┌──

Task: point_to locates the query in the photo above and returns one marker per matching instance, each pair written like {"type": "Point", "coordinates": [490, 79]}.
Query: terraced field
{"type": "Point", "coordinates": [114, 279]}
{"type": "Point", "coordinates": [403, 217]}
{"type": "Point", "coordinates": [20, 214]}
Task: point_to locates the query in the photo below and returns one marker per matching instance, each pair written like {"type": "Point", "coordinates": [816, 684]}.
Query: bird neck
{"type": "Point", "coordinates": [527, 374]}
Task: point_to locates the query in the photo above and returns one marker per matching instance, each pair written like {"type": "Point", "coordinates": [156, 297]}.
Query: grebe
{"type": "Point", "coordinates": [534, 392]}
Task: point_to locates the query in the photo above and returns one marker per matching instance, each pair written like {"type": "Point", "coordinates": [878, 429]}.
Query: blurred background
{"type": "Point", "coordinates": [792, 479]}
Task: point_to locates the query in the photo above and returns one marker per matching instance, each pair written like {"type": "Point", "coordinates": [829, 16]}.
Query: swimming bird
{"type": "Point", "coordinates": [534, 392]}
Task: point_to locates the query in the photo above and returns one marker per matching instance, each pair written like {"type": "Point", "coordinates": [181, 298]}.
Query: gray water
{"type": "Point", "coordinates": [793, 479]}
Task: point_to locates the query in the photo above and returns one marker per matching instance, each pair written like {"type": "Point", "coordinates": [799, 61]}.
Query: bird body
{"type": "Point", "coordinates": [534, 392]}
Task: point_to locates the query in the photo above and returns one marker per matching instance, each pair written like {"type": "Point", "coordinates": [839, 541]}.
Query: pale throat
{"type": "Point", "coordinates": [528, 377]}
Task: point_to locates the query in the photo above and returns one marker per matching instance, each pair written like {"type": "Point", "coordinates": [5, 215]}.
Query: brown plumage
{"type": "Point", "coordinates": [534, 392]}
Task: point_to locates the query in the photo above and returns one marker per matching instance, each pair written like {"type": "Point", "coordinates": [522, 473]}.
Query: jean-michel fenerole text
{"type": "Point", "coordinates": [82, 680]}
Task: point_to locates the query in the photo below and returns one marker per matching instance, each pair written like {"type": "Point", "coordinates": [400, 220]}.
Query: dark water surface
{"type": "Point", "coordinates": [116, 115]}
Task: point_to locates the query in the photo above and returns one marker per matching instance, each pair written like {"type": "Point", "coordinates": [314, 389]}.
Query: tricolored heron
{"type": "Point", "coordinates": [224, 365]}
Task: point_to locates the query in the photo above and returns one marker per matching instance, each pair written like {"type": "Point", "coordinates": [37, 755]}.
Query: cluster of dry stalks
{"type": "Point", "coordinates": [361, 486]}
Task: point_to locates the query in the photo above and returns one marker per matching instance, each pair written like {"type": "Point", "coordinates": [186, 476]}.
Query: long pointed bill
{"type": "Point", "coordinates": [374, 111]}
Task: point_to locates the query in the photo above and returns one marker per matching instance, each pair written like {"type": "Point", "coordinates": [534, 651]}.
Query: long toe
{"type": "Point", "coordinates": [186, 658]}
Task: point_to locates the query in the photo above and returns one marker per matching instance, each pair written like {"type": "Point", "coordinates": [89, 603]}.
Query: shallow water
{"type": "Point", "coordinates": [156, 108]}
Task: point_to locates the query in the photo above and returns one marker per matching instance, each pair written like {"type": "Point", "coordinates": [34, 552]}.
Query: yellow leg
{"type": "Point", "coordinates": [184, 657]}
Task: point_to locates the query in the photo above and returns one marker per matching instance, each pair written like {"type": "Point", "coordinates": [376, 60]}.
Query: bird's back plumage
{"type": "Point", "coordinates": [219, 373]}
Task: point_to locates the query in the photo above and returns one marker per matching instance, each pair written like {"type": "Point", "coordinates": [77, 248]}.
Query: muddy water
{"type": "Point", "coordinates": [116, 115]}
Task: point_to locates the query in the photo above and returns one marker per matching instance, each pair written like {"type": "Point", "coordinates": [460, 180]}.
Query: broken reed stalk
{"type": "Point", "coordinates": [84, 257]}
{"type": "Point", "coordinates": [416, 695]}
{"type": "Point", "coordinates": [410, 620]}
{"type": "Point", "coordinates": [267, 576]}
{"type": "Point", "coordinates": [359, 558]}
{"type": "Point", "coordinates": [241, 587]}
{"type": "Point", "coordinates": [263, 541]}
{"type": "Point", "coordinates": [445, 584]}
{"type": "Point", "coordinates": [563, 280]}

└──

Extract every line of the listing above that contains the string "below". The match is case-sensitive.

Correct result =
Task: point_to locates the query in the photo below and returns one marker per matching instance, each pair written like {"type": "Point", "coordinates": [816, 684]}.
Task: point_to locates the query in the photo below and returns one marker per matching instance, each pair written like {"type": "Point", "coordinates": [400, 220]}.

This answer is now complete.